== Task prompt ==
Arrange the material below as a Markdown table with the columns "Row" and "Line," placing each line in its own row and skipping any blank lines. Leave the pictures out of the table.

Excerpt from a dataset
# # # # #
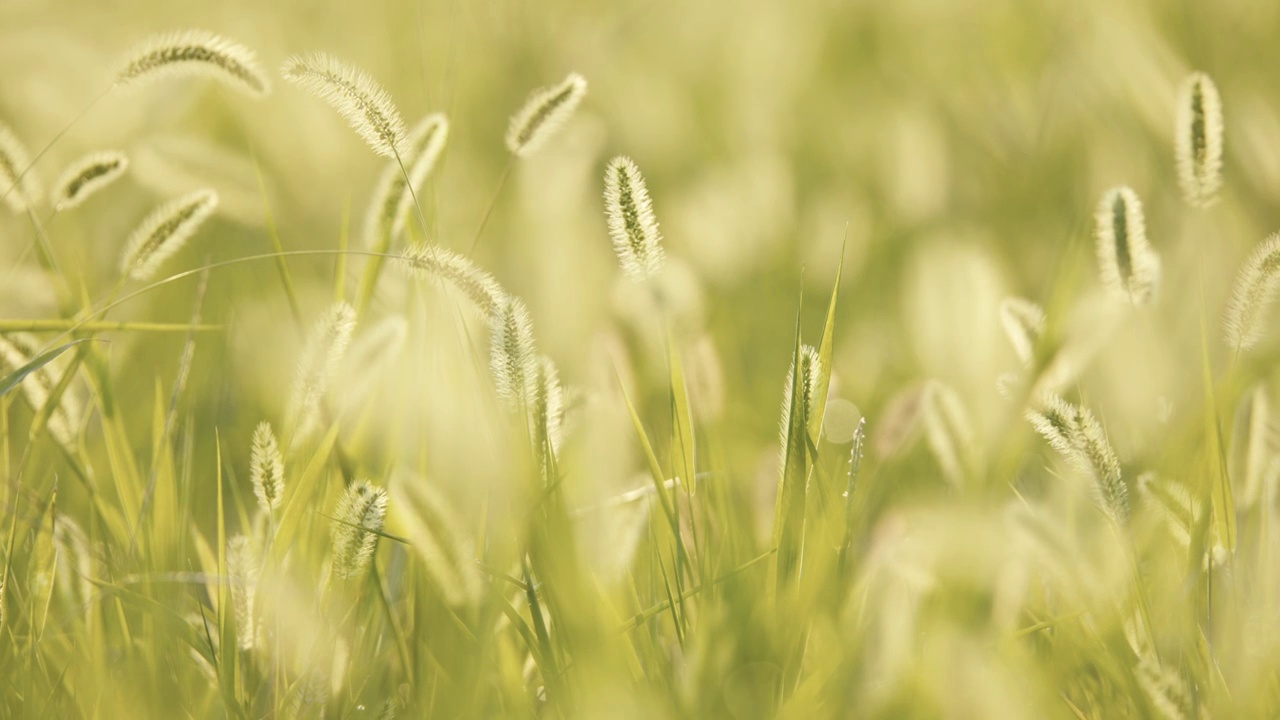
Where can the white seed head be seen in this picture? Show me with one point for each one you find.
(1077, 434)
(242, 572)
(512, 354)
(457, 272)
(87, 176)
(316, 365)
(1198, 140)
(631, 222)
(164, 232)
(355, 95)
(193, 53)
(1256, 286)
(547, 415)
(1024, 324)
(389, 208)
(19, 349)
(1129, 267)
(361, 509)
(266, 468)
(545, 110)
(810, 369)
(14, 160)
(947, 431)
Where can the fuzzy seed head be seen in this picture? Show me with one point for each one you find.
(388, 212)
(1129, 267)
(193, 53)
(361, 509)
(631, 222)
(1198, 140)
(19, 191)
(1256, 286)
(545, 110)
(355, 95)
(87, 176)
(1024, 324)
(164, 232)
(266, 468)
(242, 570)
(316, 365)
(19, 349)
(512, 354)
(947, 431)
(456, 272)
(810, 369)
(1077, 434)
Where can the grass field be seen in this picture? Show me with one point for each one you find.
(561, 359)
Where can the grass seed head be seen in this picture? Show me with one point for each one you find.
(87, 176)
(361, 509)
(355, 95)
(631, 220)
(266, 468)
(1129, 267)
(164, 232)
(1256, 286)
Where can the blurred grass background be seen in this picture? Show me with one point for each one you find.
(955, 149)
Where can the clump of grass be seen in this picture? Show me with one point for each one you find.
(1077, 434)
(1198, 140)
(316, 367)
(1024, 324)
(949, 431)
(355, 95)
(513, 354)
(631, 220)
(1256, 286)
(545, 110)
(388, 212)
(193, 53)
(266, 468)
(86, 176)
(164, 232)
(1129, 267)
(452, 269)
(357, 520)
(18, 182)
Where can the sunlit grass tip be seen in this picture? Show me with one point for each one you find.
(1198, 140)
(1079, 437)
(392, 201)
(1024, 324)
(451, 269)
(361, 509)
(14, 159)
(86, 176)
(1127, 263)
(545, 110)
(193, 53)
(324, 349)
(242, 570)
(164, 232)
(810, 369)
(949, 431)
(632, 224)
(1253, 294)
(355, 95)
(513, 354)
(266, 468)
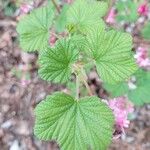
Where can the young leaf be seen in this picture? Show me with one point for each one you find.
(84, 13)
(112, 53)
(75, 125)
(33, 29)
(56, 63)
(141, 94)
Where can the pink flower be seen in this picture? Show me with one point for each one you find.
(52, 39)
(24, 82)
(121, 108)
(142, 58)
(143, 9)
(68, 1)
(111, 16)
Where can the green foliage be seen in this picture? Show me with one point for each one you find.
(112, 53)
(86, 123)
(146, 31)
(34, 29)
(76, 125)
(56, 63)
(127, 11)
(139, 95)
(84, 14)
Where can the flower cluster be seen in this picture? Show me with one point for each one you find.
(121, 108)
(143, 9)
(142, 58)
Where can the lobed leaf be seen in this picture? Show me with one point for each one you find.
(76, 125)
(56, 63)
(83, 14)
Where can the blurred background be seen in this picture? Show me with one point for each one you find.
(21, 88)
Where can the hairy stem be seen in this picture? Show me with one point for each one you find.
(77, 87)
(87, 87)
(56, 6)
(84, 79)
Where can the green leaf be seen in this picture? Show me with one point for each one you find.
(83, 14)
(117, 90)
(112, 54)
(146, 31)
(141, 94)
(56, 63)
(33, 29)
(75, 125)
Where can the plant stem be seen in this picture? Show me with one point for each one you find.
(84, 79)
(56, 6)
(77, 87)
(87, 87)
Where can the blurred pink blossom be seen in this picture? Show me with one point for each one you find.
(142, 57)
(24, 82)
(111, 16)
(143, 9)
(121, 108)
(52, 39)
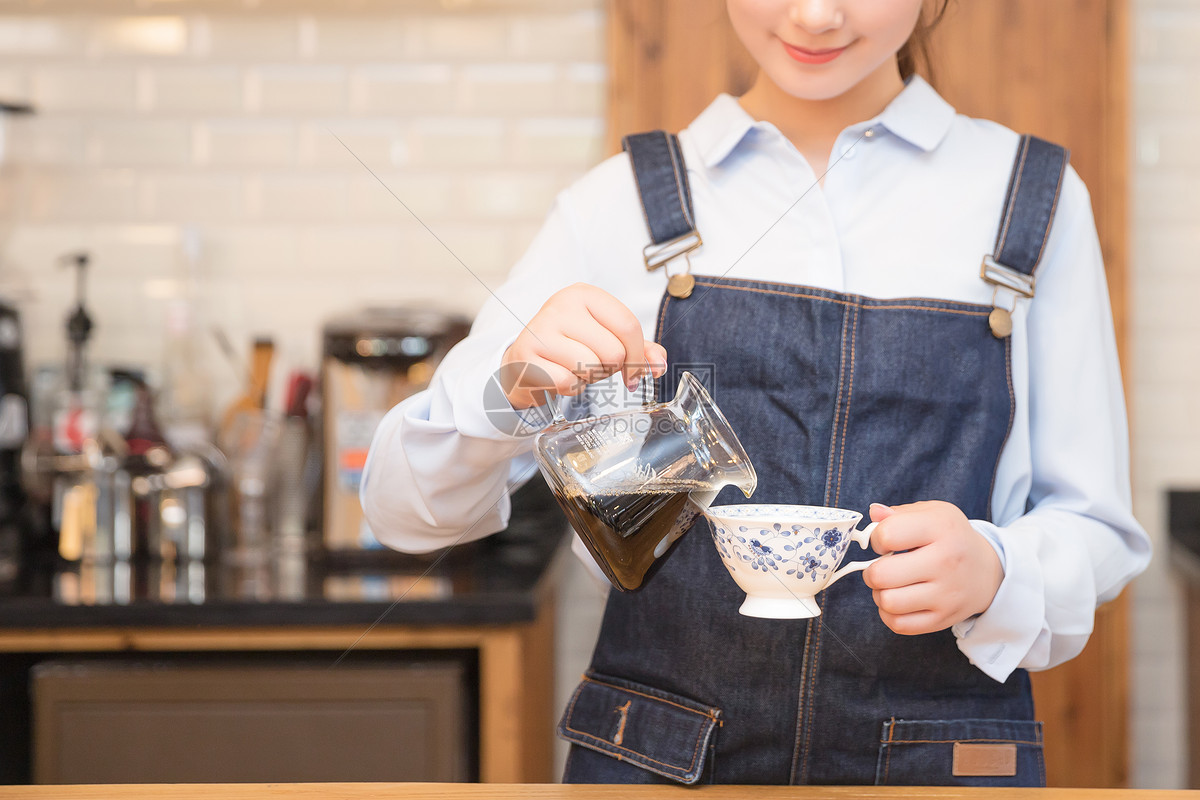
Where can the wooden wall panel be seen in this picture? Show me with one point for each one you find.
(1057, 70)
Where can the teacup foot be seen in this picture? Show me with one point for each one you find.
(780, 607)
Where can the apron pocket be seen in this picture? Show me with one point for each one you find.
(960, 752)
(660, 732)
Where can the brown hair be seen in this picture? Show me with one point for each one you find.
(913, 56)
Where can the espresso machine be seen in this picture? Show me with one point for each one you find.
(13, 433)
(372, 360)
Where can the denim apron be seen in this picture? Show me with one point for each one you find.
(839, 400)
# # # # #
== Answer to this task ==
| Row | Line |
|---|---|
| 1 | Where can the white seed head be seen in this picture? Show me with one point for each one you find. |
| 2 | (1077, 434) |
| 3 | (242, 572) |
| 4 | (512, 354) |
| 5 | (457, 272) |
| 6 | (87, 176) |
| 7 | (316, 365) |
| 8 | (1198, 140) |
| 9 | (631, 222) |
| 10 | (164, 232) |
| 11 | (355, 95) |
| 12 | (193, 53) |
| 13 | (1256, 286) |
| 14 | (547, 415) |
| 15 | (1024, 324) |
| 16 | (389, 208) |
| 17 | (19, 349) |
| 18 | (1129, 267) |
| 19 | (361, 509) |
| 20 | (266, 468) |
| 21 | (545, 110) |
| 22 | (810, 369) |
| 23 | (14, 160) |
| 24 | (947, 431) |
| 25 | Where can the fuzzy seed head be seen in this picture? Show me with one point for each one you find. |
| 26 | (388, 212) |
| 27 | (1129, 267) |
| 28 | (193, 53) |
| 29 | (361, 509) |
| 30 | (631, 222) |
| 31 | (1198, 140) |
| 32 | (19, 191) |
| 33 | (1256, 286) |
| 34 | (545, 110) |
| 35 | (355, 95) |
| 36 | (87, 176) |
| 37 | (1024, 324) |
| 38 | (164, 232) |
| 39 | (266, 468) |
| 40 | (242, 570) |
| 41 | (316, 365) |
| 42 | (19, 349) |
| 43 | (512, 354) |
| 44 | (947, 431) |
| 45 | (456, 272) |
| 46 | (810, 369) |
| 47 | (1077, 434) |
| 48 | Where can the grass field be seen in this picture? Show me with one point for each one you find. |
| 49 | (561, 359) |
| 50 | Where can the grass seed head be seen in this picture? Show me with one point for each one you find. |
| 51 | (87, 176) |
| 52 | (361, 509) |
| 53 | (355, 95) |
| 54 | (631, 220) |
| 55 | (266, 468) |
| 56 | (1129, 267) |
| 57 | (164, 232) |
| 58 | (1256, 286) |
| 59 | Where can the blurred grass background be seen in this picture? Show me with one point for each one you find. |
| 60 | (955, 149) |
| 61 | Where can the clump of grass be seen in this picture? Show me with one point for each one you find. |
| 62 | (1077, 434) |
| 63 | (1198, 140) |
| 64 | (316, 367) |
| 65 | (1024, 324) |
| 66 | (949, 431) |
| 67 | (355, 95) |
| 68 | (513, 354) |
| 69 | (631, 220) |
| 70 | (1256, 286) |
| 71 | (545, 110) |
| 72 | (388, 212) |
| 73 | (193, 53) |
| 74 | (266, 468) |
| 75 | (86, 176) |
| 76 | (164, 232) |
| 77 | (1129, 267) |
| 78 | (452, 269) |
| 79 | (357, 520) |
| 80 | (18, 182) |
| 81 | Where can the sunlit grass tip be seen in this picture? Show me with one point for each one you find. |
| 82 | (1198, 140) |
| 83 | (1079, 437) |
| 84 | (392, 201) |
| 85 | (1024, 324) |
| 86 | (451, 269) |
| 87 | (361, 509) |
| 88 | (14, 159) |
| 89 | (86, 176) |
| 90 | (1127, 263) |
| 91 | (545, 110) |
| 92 | (193, 53) |
| 93 | (324, 349) |
| 94 | (242, 570) |
| 95 | (164, 232) |
| 96 | (810, 369) |
| 97 | (949, 431) |
| 98 | (632, 224) |
| 99 | (1253, 294) |
| 100 | (355, 95) |
| 101 | (513, 354) |
| 102 | (266, 468) |
| 103 | Where can the young leaf be seen in this picture? Show me with one point for each one you find. |
| 104 | (84, 13) |
| 105 | (112, 53) |
| 106 | (75, 125) |
| 107 | (33, 29) |
| 108 | (56, 63) |
| 109 | (141, 94) |
| 110 | Where can the pink flower be seen in this picture? Show me with one point for each one you find. |
| 111 | (52, 39) |
| 112 | (24, 82) |
| 113 | (121, 108) |
| 114 | (142, 58) |
| 115 | (143, 9) |
| 116 | (68, 1) |
| 117 | (111, 16) |
| 118 | Where can the green foliage be seen in this picture? Show me with one point for each one you find. |
| 119 | (112, 53) |
| 120 | (86, 123) |
| 121 | (146, 31) |
| 122 | (34, 29) |
| 123 | (76, 125) |
| 124 | (56, 63) |
| 125 | (127, 11) |
| 126 | (139, 95) |
| 127 | (84, 14) |
| 128 | Where can the flower cluster be seen in this picture? Show me with one point for each one you find. |
| 129 | (121, 108) |
| 130 | (143, 9) |
| 131 | (142, 58) |
| 132 | Where can the lobed leaf be seen in this picture? Show me with one point for each one you find. |
| 133 | (76, 125) |
| 134 | (56, 63) |
| 135 | (83, 14) |
| 136 | Where can the blurred background be seen in this picture? Show me with one point for each one you find. |
| 137 | (21, 88) |
| 138 | Where can the hairy stem be seen in this picture? Show me with one point for each one you find. |
| 139 | (77, 87) |
| 140 | (87, 87) |
| 141 | (56, 6) |
| 142 | (84, 79) |
| 143 | Where can the green leaf be seen in this picture? Show me with one point for each one you find. |
| 144 | (83, 14) |
| 145 | (117, 90) |
| 146 | (112, 54) |
| 147 | (146, 31) |
| 148 | (141, 94) |
| 149 | (56, 63) |
| 150 | (33, 29) |
| 151 | (75, 125) |
| 152 | Where can the plant stem be seen in this picture? Show me with one point for each one you find. |
| 153 | (84, 79) |
| 154 | (56, 6) |
| 155 | (77, 87) |
| 156 | (87, 87) |
| 157 | Where can the blurred pink blossom be seen in this picture? Show me with one point for each one you find. |
| 158 | (142, 57) |
| 159 | (24, 82) |
| 160 | (111, 16) |
| 161 | (143, 9) |
| 162 | (121, 108) |
| 163 | (52, 39) |
| 164 | Where can the wooden wall panel be seen in this picture? Show me with one point for each one you find. |
| 165 | (1057, 70) |
| 166 | Where can the teacup foot be seen in this picture? Show me with one point for each one you find. |
| 167 | (780, 607) |
| 168 | Where can the apron pocket be seen in this picture? Show me with one point for each one you find. |
| 169 | (960, 752) |
| 170 | (660, 732) |
| 171 | Where can the brown hair be seen in this picture? Show me with one point for each one you find. |
| 172 | (913, 56) |
| 173 | Where can the espresso machine be seen in this picture? Show me with one point for each one you find. |
| 174 | (13, 433) |
| 175 | (372, 360) |
| 176 | Where can the denim apron be seen in this picture? Show me with one point for each one you find. |
| 177 | (839, 400) |